▶ BRANO CITATO

La Nuova Zelanda è un paese anglosassone. Quindi l’impronta occidentale c’è. Sicuramente ci sono altre culture che si affacciano come quella Maori che è estremamente presente. Sicuramente il sistema di lavoro, le leggi che tutelano l’arte e la cultura sono completamente diverse. Questo è stato un grande banco di prova. Un Paese dove le cose funzionano e per farle funzionare bisogna rispettare le regole. Però, posso assicurarti che è una cultura dove puoi calarti molto facilmente.

-Quando hai sentito realmente il cambiamento? Qual è stato il passo verso il successo e come lo hai gestito?

Questa è una domanda carina che molto mi hanno fatto. Ma in realtà non mi ha mai interessato particolarmente. Una posizione di successo è semplicemente una condizione che tu consente di fare ciò che ti piace realmente. Sicuramente è una grande responsabilità. Il successo, se così vogliamo chiamarlo, è un bagaglio pesante perché spesso si raggiungono velocemente degli obiettivi ma poi bisogna mantenerli, ed è difficile. Le persone che ti seguono, il pubblico, si aspettano il passo successivo. Il talento ed il successo sono relativi, quello che conta è la perseveranza, il rigore, lo studio. Questa è la mia chiave. Ho avuto una formazione molto rigida che ho fortemente contestato durante gli anni, ma che – in realtà – è stata la chiave vincente.

▶ RICHIESTE
a - Rispondi a queste domande sul brano dedicato alla Nuova Zelanda e al successo:
(i) Quale cultura viene descritta come estremamente presente in Nuova Zelanda?
(ii) Che cosa si aspettano le persone che ti seguono, il pubblico?
(iii) Che cosa conta davvero, secondo il brano, al posto del talento e del successo?
b - Aggiorna le voci dall'inizio fino alla riga che contiene "[(49, 47), (137, 49), (190, 45), (125, 77)]", compresa, sostituendo "stone beam" con "wooden beam" e lasciando tutto il resto invariato.
Il brano e le voci non hanno nessun legame tra loro.

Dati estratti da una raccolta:

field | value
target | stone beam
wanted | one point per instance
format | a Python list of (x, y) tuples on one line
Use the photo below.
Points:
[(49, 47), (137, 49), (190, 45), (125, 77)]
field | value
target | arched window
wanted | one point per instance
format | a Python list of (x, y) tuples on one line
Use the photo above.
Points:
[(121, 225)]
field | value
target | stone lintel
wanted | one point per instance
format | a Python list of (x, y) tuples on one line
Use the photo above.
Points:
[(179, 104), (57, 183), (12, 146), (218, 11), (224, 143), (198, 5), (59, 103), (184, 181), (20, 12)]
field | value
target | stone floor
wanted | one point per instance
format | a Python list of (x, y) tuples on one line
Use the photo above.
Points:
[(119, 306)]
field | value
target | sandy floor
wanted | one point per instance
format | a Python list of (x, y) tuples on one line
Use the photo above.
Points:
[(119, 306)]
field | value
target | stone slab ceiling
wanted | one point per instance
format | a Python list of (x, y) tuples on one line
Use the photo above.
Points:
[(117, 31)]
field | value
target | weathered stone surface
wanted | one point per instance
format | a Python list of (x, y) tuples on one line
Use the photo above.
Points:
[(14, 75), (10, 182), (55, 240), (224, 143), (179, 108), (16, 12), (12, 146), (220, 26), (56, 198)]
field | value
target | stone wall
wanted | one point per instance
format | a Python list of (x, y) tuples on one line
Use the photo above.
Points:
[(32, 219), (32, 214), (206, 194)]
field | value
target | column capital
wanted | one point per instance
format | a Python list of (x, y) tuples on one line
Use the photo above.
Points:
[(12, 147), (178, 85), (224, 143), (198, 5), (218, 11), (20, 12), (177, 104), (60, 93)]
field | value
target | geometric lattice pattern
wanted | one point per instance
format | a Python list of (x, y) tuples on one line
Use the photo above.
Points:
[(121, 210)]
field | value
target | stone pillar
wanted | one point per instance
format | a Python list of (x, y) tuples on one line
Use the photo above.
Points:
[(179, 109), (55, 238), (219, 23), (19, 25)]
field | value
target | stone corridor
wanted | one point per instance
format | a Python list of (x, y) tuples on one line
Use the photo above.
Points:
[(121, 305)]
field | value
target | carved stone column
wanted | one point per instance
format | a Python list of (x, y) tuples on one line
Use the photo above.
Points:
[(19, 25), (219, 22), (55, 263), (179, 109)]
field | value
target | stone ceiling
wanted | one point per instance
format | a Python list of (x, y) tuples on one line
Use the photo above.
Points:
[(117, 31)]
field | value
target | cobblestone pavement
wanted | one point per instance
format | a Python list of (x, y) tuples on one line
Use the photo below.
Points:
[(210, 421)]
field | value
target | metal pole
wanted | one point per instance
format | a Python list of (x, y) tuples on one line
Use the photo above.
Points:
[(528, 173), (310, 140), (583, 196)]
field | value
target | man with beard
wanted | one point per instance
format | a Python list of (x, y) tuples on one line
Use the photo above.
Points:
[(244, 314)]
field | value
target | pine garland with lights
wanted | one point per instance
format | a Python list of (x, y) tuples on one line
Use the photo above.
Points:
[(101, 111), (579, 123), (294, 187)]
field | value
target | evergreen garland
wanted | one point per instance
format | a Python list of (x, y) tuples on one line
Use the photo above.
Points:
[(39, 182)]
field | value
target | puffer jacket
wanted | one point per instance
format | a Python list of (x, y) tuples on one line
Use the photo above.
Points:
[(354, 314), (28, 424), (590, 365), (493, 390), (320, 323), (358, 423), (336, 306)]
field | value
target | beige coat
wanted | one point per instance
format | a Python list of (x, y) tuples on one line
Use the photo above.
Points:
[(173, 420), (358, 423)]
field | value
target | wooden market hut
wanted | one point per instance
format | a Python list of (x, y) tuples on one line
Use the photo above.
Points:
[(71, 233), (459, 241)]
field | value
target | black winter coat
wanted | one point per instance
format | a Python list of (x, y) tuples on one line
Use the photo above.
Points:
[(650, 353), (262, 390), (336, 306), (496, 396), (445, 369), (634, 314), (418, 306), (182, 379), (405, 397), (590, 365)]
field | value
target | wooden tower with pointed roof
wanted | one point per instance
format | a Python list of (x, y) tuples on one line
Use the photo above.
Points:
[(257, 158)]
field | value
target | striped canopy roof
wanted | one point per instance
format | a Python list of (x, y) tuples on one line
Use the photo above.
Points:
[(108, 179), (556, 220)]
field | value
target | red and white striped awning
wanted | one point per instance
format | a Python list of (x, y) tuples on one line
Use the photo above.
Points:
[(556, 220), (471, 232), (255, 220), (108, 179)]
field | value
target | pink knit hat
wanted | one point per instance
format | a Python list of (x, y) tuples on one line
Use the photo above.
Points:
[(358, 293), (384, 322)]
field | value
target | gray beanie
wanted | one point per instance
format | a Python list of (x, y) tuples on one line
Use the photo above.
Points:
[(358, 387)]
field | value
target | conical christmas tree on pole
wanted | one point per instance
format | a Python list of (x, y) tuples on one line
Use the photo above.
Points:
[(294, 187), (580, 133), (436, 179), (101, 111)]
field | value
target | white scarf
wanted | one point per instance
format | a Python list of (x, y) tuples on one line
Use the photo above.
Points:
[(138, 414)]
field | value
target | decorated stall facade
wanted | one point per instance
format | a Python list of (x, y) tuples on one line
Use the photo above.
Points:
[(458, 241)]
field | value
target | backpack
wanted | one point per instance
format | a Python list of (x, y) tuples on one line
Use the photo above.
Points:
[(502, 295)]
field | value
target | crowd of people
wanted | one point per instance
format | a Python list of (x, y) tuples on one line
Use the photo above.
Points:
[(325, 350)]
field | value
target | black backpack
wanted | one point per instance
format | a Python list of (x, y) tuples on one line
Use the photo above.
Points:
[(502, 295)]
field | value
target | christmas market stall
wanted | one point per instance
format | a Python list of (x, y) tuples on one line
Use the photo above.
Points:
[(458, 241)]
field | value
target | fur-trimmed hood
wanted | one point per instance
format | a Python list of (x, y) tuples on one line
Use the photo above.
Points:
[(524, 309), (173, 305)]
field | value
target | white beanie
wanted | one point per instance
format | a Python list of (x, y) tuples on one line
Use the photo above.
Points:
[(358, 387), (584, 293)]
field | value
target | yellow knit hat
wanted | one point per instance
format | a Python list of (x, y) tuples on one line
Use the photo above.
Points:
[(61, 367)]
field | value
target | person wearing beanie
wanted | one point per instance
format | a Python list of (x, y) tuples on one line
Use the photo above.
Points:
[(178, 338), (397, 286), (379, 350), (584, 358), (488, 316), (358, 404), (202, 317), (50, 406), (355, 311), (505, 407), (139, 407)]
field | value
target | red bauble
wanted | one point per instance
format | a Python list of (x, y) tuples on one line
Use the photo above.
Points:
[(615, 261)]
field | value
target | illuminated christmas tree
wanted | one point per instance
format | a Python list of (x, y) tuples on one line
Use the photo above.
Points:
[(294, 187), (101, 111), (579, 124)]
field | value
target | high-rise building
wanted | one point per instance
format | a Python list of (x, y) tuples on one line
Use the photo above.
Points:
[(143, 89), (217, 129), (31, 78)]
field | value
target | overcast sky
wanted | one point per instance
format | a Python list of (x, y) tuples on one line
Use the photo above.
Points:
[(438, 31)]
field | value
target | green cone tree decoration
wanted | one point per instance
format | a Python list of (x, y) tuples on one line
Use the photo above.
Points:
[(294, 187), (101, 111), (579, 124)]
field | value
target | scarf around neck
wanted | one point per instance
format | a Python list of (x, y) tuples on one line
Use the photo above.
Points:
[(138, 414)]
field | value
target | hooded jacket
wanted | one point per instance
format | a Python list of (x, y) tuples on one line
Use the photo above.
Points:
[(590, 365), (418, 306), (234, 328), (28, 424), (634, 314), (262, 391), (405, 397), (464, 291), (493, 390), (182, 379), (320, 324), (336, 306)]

▶ SOLUZIONI
a -
(i) Quella Maori.
(ii) Il passo successivo.
(iii) La perseveranza, il rigore, lo studio.

b -
field | value
target | wooden beam
wanted | one point per instance
format | a Python list of (x, y) tuples on one line
Use the photo below.
Points:
[(49, 47), (137, 49), (190, 45), (125, 77)]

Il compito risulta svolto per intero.